§ **GOAL OF THE EXERCISE**: Every line below from the one containing "Each instance receives exactly one keypoint. Mark the dry" to the final line must be reproduced exactly, and no other line may appear in the answer.

########

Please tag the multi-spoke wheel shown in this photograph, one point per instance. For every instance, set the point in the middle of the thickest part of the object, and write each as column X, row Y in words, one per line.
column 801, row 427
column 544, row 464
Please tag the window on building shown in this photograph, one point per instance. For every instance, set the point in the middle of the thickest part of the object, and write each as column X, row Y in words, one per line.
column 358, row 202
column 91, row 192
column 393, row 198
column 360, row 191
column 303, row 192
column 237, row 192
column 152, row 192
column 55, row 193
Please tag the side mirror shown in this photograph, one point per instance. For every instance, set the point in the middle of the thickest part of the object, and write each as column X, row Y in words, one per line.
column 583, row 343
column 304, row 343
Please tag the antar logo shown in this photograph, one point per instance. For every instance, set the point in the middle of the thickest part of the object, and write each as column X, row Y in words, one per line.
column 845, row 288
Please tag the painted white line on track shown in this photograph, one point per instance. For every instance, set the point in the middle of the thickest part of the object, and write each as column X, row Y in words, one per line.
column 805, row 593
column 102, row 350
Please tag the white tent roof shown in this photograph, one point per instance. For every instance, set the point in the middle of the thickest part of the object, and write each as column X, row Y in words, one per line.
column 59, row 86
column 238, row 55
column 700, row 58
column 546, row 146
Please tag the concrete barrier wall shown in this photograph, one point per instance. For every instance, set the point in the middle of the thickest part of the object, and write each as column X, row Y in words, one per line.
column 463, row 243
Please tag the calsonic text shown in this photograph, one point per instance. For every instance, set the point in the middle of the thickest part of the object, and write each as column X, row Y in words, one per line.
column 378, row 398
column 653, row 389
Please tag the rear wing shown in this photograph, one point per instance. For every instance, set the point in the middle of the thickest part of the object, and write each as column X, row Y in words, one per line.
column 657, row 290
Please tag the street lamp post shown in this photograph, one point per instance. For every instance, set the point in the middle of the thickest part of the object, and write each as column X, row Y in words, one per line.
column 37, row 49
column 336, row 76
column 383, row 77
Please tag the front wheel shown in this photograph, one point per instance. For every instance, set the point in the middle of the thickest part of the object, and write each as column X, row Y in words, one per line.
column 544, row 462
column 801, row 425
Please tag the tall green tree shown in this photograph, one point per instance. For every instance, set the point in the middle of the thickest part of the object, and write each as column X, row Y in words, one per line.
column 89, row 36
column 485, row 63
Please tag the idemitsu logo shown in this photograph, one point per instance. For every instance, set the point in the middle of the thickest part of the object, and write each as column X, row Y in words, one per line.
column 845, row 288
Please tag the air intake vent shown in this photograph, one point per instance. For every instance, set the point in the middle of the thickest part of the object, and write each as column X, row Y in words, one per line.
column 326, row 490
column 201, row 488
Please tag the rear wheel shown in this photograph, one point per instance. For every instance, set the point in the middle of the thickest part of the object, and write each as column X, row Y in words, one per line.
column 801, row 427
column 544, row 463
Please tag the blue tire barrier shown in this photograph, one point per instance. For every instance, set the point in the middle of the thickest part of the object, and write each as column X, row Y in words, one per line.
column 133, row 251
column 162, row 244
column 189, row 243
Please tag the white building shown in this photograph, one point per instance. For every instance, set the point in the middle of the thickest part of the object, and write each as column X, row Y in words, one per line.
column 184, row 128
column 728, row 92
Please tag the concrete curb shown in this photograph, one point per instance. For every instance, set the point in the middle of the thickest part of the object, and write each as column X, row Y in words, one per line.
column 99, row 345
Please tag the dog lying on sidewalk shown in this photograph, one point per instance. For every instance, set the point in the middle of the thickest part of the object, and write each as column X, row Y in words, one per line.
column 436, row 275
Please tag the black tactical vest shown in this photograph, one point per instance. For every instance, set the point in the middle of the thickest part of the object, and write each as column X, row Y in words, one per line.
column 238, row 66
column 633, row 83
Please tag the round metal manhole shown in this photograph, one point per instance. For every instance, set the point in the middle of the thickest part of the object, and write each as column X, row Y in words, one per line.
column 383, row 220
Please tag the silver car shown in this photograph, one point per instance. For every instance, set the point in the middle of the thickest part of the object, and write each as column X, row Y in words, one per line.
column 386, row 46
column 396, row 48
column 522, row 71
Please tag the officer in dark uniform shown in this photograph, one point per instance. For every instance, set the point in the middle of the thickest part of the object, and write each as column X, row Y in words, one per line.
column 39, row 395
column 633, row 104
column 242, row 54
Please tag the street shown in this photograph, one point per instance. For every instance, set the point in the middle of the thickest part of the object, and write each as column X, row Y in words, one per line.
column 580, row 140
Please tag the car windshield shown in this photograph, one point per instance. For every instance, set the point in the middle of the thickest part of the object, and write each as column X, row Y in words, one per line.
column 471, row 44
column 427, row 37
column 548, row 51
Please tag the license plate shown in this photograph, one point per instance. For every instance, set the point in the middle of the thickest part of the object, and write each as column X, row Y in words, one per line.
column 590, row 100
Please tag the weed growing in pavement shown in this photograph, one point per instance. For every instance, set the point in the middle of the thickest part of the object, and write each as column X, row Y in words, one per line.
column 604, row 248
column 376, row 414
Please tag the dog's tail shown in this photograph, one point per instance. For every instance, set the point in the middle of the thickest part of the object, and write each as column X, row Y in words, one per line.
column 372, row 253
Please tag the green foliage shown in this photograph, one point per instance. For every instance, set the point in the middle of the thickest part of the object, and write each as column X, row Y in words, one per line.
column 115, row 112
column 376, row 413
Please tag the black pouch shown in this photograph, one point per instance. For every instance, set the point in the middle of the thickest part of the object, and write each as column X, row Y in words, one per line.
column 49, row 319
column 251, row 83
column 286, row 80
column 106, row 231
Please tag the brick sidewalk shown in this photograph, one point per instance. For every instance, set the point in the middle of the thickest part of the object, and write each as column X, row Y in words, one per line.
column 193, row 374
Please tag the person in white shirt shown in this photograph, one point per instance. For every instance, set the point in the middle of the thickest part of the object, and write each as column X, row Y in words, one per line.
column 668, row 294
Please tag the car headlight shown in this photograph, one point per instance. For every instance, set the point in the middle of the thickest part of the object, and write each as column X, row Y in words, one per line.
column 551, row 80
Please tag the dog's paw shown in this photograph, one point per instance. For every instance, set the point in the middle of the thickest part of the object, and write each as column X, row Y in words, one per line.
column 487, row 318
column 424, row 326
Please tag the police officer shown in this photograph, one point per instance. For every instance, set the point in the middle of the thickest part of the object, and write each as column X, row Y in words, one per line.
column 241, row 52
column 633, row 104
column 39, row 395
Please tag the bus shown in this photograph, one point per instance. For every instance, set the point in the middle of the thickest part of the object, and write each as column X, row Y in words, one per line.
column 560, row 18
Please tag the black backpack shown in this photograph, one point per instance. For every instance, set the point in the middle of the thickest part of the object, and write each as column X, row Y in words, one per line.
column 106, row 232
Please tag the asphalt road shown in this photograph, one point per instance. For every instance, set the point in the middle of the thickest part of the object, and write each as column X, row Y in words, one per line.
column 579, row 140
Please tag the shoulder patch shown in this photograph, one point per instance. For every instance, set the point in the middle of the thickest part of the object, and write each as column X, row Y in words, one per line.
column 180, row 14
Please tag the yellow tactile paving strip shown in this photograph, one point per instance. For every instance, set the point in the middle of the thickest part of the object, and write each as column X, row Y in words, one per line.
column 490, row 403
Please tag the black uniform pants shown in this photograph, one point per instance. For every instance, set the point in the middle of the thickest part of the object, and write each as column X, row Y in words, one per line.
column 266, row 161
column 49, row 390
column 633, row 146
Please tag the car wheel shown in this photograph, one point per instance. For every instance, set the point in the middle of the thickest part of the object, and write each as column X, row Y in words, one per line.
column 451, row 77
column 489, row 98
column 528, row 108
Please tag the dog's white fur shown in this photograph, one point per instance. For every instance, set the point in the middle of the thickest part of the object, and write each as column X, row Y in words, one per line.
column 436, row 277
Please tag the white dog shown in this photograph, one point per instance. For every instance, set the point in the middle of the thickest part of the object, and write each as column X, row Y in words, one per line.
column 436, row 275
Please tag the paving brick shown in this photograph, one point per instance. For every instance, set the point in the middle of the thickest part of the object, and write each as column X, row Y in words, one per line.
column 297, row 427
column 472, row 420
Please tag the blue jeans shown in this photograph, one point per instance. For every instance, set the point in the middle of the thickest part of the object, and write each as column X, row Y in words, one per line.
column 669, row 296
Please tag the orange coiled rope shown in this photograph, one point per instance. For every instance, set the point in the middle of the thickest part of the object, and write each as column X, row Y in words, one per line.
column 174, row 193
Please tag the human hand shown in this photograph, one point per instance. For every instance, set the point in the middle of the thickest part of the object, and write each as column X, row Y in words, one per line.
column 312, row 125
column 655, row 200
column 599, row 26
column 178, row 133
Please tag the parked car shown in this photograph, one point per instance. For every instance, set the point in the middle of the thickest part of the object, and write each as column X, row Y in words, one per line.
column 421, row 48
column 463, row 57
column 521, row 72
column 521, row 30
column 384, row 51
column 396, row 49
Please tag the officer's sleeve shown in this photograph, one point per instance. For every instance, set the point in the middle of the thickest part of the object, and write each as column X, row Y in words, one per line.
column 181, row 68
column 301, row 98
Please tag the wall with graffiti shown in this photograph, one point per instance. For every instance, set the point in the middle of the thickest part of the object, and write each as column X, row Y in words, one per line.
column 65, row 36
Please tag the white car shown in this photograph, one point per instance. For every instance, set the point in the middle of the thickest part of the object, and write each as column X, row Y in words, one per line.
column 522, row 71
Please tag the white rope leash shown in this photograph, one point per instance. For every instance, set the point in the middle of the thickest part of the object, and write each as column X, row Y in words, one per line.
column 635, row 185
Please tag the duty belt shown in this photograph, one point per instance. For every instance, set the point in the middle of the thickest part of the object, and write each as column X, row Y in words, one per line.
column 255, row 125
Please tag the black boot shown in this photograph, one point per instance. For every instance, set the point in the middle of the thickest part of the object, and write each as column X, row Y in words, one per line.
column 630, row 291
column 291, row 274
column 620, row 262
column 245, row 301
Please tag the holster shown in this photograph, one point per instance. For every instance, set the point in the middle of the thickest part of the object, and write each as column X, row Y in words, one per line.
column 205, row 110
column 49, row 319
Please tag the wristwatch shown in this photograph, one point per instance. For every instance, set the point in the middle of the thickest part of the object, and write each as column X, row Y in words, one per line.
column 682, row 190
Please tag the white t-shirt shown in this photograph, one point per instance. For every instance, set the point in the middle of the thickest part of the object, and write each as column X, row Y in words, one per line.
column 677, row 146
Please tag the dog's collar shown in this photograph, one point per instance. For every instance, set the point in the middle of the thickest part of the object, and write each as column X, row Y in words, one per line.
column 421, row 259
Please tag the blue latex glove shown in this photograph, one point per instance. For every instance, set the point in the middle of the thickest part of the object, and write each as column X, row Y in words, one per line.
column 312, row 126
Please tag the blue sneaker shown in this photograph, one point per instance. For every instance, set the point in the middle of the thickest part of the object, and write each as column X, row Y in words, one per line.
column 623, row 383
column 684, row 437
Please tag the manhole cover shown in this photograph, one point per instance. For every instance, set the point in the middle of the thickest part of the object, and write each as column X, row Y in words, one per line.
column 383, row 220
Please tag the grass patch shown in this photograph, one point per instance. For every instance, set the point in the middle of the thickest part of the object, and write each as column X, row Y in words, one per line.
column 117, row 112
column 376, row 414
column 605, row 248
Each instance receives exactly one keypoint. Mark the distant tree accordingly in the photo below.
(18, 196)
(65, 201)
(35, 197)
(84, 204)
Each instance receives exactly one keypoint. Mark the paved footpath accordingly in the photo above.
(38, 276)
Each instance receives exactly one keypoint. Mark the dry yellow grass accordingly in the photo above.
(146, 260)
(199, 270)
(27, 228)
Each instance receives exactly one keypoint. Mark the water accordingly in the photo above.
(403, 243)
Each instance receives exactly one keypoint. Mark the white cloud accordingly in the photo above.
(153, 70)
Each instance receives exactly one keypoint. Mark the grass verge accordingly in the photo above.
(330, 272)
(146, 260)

########

§ **TASK RESULT**:
Each instance receives exactly one keypoint. Mark the dry yellow grass accordingly in the photo above.
(146, 260)
(199, 270)
(27, 228)
Each instance receives exactly one keypoint. Mark the water accordingly in the photo above.
(403, 243)
Each instance receives exactly one keypoint. Mark the white cloud accordingly in the photo above.
(153, 70)
Each instance receives exactly one keypoint. Mark the grass verge accordingly in the photo above.
(330, 272)
(146, 260)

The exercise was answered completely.